> **Source extract**
──────
Do Gorillas Have Claws?

Gorillas might be among our closest ancestors, but they are also undeniably scary. Intelligent and big, we never know what they might think of us and whether they are going to attack. Movies like those in the King Kong franchise which was established in 1933 have taken up this fear and brought it to the big screen. But how are gorillas actually able to harm us, if they chose to do so?

Do gorillas have claws? No. Gorillas have hands that are very similar to the hands of us humans. They have creases in their palms as we do, fingernails, and even individual fingerprints. Probably the most significant characteristic of both human hands and the hands of primates are the opposable thumbs – this means that the thumbs can move to touch all the other fingers on a hand. 

Silverback gorilla's hand
Silverback gorilla’s hand

In comparison to the thumbs of gorillas, human thumbs are longer, though. Experts argue that a long, human-like thumb would hinder the apes from performing the hook-like grasp they need to hold on to branches. Contrary to human toes, the big toes on the feet of gorillas are opposable, too, so that they can grasp onto things with all four of their limbs. 

Both humans and primates have four fingers. Here it is the gorilla that has longer fingers. They assist him to grab onto branches and swing from tree to tree. 

Since gorillas walk on their knuckles their hands are less flexible than human hands. Because their wrist needs to hold up their weight it is more important for the wrist to be stable rather than flexible. The wrist-bones of knuckle-walkers make sure that the wrist will neither bend nor extend when the bodyweight rests upon it. The arms of gorillas are longer than their legs. This makes sure that even when walking on all fours the head of a gorilla is still higher up than its rear end. 

Gorilla's hand
Gorilla’s hand

RELATED: Do Gorillas Have Tails?

Are Gorillas Dangerous to Humans? 

Like a lot of wild animals, gorillas are not actively aggressive but will defend themselves when provoked. They are rather shy animals, and if they chose to interact with humans they have a higher tendency to play with them, especially when you encounter them in a situation where they have been already been acquainted with humans before, like on a gorilla trek – a hiking tour with the specific purpose of getting close to gorillas. 

When they feel threatened they will make bluff charges instead of attacking directly. This means that they will start thumping on their chest, make noises, and run towards the threat, but then stop a few feet shy from actually attacking. In this case, it is best for you to act non-threatening: do not come closer to the gorilla, rather crouch down to make yourself seem smaller, do not engage, and walk away.
──────
> **Source information**

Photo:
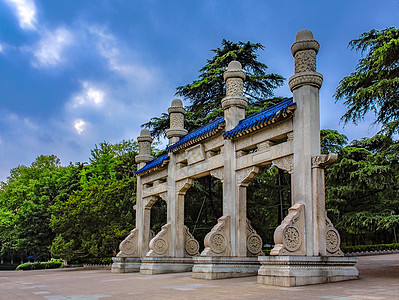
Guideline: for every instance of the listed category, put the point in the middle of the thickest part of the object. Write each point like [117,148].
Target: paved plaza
[379,279]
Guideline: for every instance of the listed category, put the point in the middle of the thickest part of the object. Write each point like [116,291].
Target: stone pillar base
[219,267]
[304,270]
[161,265]
[125,264]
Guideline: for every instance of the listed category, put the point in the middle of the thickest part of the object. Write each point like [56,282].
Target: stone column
[142,158]
[234,105]
[176,119]
[175,194]
[305,85]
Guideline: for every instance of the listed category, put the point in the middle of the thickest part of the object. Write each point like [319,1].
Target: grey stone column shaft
[305,85]
[234,200]
[142,158]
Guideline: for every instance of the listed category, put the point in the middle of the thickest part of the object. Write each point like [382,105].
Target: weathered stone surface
[224,267]
[125,264]
[304,270]
[161,265]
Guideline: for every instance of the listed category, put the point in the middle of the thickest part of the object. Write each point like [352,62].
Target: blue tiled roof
[158,162]
[262,118]
[198,135]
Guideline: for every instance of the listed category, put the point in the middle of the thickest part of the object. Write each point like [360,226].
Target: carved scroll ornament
[289,236]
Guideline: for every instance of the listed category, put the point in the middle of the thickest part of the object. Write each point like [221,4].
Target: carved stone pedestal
[161,265]
[304,270]
[126,264]
[219,267]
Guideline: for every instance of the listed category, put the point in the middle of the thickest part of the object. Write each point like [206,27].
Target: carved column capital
[304,50]
[128,247]
[234,77]
[144,141]
[285,163]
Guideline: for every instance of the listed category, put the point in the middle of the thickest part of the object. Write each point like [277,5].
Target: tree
[94,220]
[374,86]
[362,191]
[26,203]
[205,93]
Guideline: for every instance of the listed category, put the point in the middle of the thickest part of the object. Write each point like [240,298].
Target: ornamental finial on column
[234,77]
[176,118]
[304,51]
[145,141]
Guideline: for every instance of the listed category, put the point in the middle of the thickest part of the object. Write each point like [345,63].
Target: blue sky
[77,72]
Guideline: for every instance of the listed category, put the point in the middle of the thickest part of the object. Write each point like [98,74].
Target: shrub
[51,264]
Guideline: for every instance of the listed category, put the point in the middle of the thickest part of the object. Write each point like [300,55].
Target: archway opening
[158,215]
[268,200]
[203,205]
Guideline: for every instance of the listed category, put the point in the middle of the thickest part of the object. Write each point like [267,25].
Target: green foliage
[205,93]
[362,190]
[331,141]
[26,201]
[374,86]
[81,210]
[51,264]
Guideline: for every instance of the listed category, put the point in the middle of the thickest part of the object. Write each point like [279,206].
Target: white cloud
[90,95]
[120,61]
[26,13]
[50,49]
[79,125]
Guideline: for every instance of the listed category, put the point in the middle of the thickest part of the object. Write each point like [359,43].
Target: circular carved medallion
[254,244]
[291,238]
[218,243]
[128,247]
[192,247]
[332,241]
[160,246]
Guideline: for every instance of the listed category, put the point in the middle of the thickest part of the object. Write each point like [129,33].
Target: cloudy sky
[74,73]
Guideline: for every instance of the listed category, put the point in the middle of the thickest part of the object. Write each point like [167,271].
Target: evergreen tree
[374,86]
[205,93]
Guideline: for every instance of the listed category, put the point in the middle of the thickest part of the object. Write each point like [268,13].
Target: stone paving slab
[379,280]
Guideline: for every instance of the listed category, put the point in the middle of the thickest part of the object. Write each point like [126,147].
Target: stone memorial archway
[233,148]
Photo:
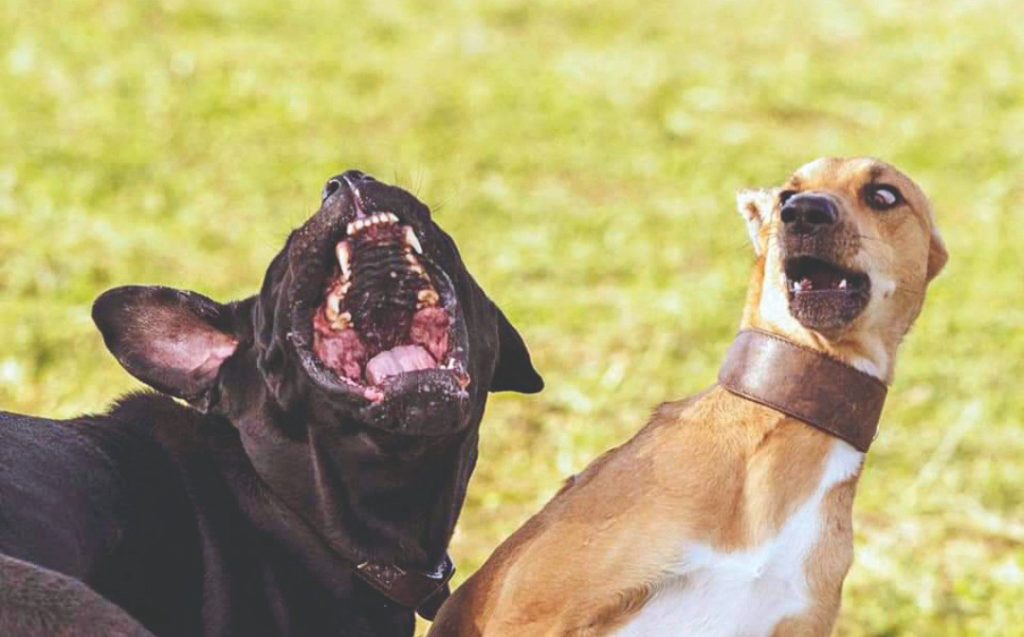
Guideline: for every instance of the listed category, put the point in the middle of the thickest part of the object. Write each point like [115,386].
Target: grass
[585,159]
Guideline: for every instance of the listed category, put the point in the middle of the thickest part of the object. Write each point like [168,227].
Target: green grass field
[586,160]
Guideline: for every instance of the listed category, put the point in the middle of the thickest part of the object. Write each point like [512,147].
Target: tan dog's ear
[755,206]
[937,255]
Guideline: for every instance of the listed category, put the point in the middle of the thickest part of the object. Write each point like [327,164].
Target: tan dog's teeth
[412,240]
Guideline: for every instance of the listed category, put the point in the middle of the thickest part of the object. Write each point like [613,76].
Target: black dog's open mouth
[823,295]
[385,311]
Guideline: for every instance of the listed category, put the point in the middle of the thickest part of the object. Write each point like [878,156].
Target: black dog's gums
[244,512]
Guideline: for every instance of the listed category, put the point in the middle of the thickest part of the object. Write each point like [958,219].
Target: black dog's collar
[422,591]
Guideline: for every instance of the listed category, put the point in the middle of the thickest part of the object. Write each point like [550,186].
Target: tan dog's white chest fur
[747,592]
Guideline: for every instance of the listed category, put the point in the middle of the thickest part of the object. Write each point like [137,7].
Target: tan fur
[716,468]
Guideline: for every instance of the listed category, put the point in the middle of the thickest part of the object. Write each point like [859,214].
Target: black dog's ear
[171,340]
[514,371]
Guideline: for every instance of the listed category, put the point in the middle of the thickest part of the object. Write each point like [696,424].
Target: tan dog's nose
[807,214]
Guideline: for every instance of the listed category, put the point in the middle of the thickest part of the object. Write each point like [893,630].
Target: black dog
[313,484]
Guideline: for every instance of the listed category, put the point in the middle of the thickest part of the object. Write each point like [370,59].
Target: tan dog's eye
[882,197]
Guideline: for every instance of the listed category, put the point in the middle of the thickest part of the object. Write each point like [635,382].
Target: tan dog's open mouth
[824,295]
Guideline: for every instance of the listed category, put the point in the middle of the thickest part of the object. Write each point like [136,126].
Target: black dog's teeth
[384,292]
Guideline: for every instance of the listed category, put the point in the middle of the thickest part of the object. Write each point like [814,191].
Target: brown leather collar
[413,589]
[805,384]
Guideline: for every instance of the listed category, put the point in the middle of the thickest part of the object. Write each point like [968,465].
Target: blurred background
[585,156]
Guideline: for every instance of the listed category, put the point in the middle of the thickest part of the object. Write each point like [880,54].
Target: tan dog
[724,516]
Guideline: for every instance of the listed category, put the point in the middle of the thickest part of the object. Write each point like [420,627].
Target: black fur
[243,512]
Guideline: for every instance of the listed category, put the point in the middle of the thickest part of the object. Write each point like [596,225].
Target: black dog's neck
[369,495]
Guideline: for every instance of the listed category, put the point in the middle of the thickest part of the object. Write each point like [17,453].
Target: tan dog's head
[846,249]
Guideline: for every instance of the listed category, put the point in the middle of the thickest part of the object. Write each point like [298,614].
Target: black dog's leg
[38,602]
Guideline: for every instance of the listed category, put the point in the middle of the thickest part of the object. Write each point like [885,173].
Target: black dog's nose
[806,214]
[355,177]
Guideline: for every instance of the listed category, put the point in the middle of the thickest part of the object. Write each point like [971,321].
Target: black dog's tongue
[385,288]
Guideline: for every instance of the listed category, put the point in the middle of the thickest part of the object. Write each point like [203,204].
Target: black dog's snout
[355,177]
[806,214]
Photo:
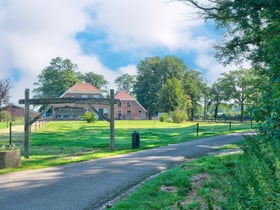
──────
> **The problem**
In the text on gorilla hands, what do gorillas do instead of attacking directly when they feel threatened?

> **Result of this task**
They make bluff charges.